_Extracted records_
^^^^^^^^

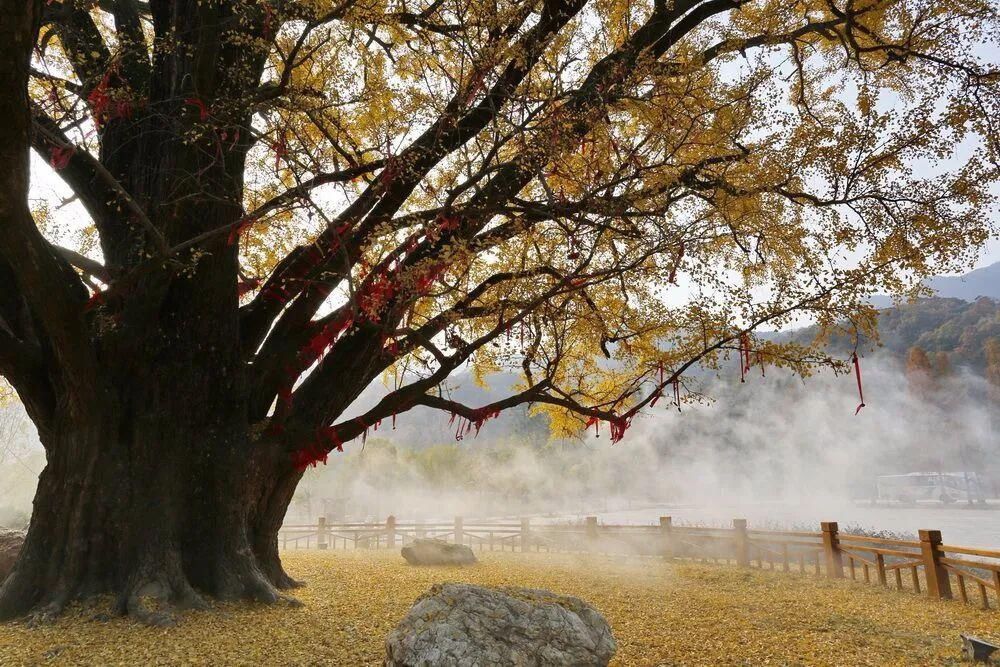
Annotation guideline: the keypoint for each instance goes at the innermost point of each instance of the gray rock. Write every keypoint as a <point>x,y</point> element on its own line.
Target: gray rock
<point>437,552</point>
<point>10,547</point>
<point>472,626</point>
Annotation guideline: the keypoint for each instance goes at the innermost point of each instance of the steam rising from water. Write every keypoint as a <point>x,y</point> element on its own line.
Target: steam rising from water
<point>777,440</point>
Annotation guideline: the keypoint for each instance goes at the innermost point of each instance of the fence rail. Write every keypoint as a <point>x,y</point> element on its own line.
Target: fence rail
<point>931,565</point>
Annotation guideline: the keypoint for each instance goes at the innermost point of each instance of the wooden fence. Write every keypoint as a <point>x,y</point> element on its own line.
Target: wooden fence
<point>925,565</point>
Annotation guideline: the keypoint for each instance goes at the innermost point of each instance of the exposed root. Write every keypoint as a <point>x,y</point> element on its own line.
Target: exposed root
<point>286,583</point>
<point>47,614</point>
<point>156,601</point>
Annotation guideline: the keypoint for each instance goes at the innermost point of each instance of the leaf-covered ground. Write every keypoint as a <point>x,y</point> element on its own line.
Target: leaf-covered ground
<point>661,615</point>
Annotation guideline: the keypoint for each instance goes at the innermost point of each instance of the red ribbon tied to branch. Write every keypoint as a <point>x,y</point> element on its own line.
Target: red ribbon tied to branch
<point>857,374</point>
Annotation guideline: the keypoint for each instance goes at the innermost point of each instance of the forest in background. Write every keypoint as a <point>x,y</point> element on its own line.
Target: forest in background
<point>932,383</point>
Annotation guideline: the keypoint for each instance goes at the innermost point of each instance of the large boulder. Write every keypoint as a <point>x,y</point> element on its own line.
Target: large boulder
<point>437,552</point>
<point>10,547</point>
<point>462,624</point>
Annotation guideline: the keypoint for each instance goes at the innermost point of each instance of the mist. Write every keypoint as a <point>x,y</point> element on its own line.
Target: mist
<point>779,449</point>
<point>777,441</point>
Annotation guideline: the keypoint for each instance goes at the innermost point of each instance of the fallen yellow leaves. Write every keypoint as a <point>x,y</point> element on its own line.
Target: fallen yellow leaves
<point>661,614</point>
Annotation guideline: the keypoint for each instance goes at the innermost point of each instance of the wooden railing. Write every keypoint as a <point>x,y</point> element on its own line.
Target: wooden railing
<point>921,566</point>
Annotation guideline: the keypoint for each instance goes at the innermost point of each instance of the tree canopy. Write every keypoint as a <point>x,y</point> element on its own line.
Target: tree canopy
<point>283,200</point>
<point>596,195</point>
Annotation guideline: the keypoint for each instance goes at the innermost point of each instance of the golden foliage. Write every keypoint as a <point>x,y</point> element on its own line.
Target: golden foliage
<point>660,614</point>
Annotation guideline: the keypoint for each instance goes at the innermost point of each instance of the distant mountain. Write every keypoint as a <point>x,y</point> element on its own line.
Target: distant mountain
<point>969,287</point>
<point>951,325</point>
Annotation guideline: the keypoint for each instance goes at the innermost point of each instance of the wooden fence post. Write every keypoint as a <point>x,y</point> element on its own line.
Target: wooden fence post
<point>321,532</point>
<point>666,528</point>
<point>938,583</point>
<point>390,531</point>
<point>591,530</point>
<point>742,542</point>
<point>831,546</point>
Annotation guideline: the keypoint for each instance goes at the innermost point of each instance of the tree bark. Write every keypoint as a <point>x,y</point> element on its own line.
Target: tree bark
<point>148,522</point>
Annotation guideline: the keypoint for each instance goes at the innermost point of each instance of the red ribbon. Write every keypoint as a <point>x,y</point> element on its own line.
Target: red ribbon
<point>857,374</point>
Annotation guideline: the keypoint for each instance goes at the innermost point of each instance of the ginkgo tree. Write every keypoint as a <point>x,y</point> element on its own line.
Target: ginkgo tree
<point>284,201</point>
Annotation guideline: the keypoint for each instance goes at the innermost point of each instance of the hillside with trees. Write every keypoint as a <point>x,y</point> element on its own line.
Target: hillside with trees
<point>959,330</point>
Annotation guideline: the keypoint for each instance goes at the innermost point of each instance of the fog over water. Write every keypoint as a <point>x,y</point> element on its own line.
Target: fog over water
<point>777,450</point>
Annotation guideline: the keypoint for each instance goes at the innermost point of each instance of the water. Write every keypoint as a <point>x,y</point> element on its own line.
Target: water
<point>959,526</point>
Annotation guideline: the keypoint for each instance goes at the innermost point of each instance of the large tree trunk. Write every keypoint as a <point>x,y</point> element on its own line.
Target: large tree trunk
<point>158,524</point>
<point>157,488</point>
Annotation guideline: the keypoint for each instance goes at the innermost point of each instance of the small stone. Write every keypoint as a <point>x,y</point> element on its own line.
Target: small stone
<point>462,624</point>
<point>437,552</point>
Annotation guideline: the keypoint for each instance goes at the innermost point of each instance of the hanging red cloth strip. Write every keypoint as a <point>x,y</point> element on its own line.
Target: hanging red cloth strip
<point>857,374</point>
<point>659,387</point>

^^^^^^^^

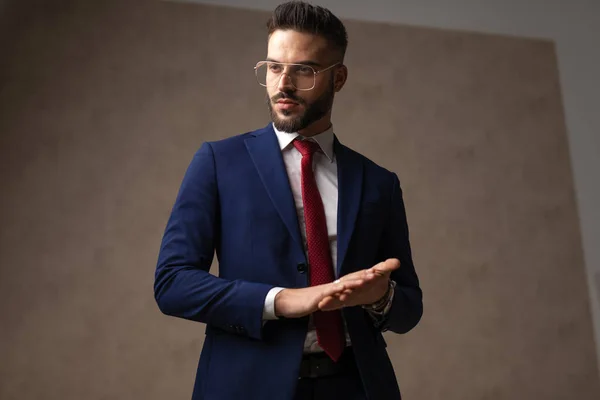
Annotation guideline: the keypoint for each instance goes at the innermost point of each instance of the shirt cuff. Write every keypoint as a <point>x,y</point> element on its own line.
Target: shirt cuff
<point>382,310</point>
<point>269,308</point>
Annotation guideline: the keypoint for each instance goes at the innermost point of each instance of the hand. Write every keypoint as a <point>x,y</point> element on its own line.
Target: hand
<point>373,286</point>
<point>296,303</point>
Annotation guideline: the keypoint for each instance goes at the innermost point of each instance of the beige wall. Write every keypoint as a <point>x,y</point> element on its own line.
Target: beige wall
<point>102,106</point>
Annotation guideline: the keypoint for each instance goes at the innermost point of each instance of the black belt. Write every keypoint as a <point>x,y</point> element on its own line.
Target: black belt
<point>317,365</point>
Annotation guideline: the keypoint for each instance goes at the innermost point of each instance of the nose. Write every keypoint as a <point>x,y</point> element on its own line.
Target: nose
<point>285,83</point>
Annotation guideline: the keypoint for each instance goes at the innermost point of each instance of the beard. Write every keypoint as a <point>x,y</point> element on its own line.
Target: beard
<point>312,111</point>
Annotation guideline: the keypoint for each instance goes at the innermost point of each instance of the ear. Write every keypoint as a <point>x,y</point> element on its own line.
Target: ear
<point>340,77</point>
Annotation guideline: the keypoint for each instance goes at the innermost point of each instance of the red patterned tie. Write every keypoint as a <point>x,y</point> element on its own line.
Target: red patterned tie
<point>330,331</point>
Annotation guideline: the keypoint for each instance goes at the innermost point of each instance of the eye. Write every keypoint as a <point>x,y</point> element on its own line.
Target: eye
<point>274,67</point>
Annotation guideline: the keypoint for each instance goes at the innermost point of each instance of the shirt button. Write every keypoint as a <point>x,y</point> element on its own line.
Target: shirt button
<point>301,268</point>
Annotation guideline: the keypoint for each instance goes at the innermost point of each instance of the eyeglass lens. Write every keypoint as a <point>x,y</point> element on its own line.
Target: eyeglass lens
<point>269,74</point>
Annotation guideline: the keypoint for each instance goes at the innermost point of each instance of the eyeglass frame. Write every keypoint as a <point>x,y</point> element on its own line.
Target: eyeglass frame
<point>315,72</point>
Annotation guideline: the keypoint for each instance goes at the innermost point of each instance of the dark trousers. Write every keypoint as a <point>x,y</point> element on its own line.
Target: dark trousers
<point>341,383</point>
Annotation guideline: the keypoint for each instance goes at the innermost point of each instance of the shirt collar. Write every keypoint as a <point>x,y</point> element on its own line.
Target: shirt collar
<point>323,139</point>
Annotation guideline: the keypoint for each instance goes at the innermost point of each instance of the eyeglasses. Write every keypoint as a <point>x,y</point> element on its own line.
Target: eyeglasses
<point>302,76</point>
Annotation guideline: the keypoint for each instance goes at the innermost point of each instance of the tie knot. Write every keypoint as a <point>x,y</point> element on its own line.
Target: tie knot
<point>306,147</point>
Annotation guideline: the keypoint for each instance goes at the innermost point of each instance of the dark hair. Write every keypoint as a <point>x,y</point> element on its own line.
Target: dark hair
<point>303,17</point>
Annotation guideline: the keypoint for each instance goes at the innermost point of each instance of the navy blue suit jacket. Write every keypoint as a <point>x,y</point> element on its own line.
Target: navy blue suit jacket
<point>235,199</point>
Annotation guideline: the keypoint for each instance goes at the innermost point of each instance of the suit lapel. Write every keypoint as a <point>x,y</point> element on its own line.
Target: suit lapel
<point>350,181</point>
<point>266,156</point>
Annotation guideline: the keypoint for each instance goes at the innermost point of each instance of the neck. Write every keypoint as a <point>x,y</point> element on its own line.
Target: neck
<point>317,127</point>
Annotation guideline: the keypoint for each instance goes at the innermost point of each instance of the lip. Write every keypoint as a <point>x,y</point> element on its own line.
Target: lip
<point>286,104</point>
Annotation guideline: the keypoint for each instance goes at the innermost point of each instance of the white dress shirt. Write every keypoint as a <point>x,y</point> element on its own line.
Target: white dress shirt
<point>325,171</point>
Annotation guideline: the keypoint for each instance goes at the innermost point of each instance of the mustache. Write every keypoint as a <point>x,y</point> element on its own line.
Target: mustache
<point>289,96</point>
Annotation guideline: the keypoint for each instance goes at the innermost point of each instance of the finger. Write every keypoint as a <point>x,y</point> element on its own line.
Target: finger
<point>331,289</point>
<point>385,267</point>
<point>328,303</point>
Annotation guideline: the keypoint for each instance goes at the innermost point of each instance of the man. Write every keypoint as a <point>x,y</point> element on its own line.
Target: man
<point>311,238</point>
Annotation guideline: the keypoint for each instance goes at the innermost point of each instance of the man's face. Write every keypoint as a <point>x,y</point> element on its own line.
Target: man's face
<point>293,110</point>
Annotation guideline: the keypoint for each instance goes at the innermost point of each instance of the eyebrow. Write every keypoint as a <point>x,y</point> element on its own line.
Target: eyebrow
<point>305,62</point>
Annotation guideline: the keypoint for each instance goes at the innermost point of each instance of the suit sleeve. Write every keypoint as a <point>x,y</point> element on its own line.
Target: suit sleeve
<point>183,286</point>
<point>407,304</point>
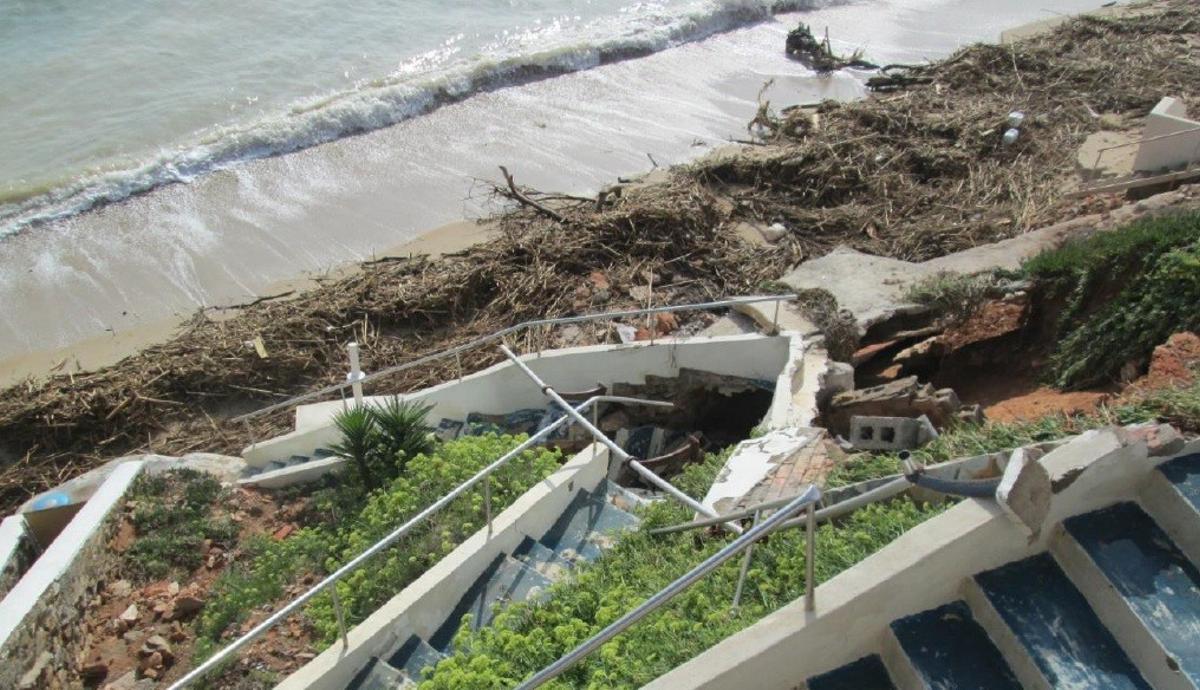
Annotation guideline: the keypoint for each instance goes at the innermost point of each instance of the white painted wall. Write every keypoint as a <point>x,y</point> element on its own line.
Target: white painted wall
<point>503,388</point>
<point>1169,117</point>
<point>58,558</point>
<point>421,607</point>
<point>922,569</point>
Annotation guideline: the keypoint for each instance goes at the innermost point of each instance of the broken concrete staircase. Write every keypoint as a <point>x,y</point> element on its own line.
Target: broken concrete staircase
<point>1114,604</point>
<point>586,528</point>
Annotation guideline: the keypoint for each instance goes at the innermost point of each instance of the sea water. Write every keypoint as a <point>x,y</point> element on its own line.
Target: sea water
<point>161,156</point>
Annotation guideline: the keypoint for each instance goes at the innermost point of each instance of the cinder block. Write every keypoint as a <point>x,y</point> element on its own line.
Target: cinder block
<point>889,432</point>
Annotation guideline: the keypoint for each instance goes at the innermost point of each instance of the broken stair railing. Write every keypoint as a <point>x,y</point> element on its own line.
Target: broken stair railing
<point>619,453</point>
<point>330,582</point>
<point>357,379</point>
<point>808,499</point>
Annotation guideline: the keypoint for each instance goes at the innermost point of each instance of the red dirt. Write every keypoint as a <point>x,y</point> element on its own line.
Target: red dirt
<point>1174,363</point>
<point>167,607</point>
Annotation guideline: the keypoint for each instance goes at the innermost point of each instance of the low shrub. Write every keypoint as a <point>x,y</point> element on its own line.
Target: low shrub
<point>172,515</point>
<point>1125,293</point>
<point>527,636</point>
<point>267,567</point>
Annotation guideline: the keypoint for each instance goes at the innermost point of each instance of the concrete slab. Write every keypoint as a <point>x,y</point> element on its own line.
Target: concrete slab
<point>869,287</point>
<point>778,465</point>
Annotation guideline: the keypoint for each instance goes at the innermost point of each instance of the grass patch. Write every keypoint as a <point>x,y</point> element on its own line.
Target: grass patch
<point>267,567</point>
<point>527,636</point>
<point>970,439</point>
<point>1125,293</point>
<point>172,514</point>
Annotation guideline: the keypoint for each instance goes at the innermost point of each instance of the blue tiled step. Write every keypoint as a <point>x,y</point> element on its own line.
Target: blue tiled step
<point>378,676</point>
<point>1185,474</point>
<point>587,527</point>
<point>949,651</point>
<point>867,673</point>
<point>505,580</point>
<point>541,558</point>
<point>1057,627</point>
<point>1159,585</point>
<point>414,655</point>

^^^^^^^^

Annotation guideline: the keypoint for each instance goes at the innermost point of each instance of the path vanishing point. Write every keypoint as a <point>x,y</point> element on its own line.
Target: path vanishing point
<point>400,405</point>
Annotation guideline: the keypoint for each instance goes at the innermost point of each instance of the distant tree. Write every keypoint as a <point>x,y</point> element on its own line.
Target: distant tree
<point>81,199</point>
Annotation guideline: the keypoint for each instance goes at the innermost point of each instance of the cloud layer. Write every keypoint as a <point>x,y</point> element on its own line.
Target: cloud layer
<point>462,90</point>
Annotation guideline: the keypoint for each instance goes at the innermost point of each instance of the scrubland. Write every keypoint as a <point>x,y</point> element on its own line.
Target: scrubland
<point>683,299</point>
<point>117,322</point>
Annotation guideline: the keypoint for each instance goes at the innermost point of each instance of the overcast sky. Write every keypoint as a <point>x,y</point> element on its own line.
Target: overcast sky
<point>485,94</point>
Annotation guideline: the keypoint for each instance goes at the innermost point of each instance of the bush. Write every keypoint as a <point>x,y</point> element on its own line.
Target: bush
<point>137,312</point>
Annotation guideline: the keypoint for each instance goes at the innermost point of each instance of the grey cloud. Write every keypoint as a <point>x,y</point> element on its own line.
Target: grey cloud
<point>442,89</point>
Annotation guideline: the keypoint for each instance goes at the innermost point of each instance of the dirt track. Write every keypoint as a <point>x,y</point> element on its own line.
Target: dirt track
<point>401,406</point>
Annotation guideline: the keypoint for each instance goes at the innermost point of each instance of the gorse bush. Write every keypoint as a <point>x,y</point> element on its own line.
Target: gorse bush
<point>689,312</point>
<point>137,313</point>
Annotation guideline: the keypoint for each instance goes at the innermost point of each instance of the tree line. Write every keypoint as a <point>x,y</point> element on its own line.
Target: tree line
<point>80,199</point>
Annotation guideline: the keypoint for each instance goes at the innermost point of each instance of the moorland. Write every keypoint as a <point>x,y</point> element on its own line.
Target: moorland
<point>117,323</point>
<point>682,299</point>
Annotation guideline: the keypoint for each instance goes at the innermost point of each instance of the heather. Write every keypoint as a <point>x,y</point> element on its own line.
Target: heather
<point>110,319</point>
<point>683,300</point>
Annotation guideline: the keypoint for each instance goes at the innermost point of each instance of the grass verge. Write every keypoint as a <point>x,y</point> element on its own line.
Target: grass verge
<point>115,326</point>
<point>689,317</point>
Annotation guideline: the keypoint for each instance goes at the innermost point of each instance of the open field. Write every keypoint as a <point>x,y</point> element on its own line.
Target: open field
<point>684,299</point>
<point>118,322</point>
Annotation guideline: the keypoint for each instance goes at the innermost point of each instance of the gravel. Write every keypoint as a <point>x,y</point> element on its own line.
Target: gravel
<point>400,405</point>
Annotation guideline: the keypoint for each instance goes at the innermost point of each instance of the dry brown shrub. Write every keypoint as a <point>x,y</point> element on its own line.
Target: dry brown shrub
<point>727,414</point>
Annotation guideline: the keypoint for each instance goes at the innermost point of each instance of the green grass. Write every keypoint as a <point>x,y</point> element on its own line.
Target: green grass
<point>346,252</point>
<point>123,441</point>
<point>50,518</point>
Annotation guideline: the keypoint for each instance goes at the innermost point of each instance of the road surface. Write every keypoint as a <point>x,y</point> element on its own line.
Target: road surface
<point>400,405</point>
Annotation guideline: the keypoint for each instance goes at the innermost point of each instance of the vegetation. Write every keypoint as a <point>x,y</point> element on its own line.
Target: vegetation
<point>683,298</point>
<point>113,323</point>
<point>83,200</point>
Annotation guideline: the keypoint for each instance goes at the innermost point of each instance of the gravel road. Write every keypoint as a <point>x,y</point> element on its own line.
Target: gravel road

^^^^^^^^

Above are the entries. Output exactly the lines beginning with the line that has "of the exposed" and ending with the line that has "the large boulder.".

Annotation guideline: the keypoint for each instance goes at the innermost point of each instance of the exposed root. Write every keypoint as a <point>x,y</point> element on its own line.
Target: exposed root
<point>286,583</point>
<point>47,614</point>
<point>156,601</point>
Annotation guideline: the keypoint for each instance goes at the innermost point of each instance of the leaf-covered ground. Write every keypoint as a <point>x,y</point> element on its own line.
Target: leaf-covered ground
<point>661,615</point>
Annotation guideline: the keypoint for each instance goes at the innermost point of each instance of the red ribbon tied to branch. Write every keypoint as a <point>x,y</point> element on its own line.
Target: red ribbon tied to branch
<point>857,374</point>
Annotation guideline: the keypoint for each instance goes at the innermost point of each instance of the forest in background. Write every keypoint as a <point>x,y</point> element on its own line.
Target: forest in background
<point>932,383</point>
Annotation guideline: the keypoint for each instance goes at the innermost point of each instance of the large boulder. Write every keypoint as a <point>x,y</point> element on its own line.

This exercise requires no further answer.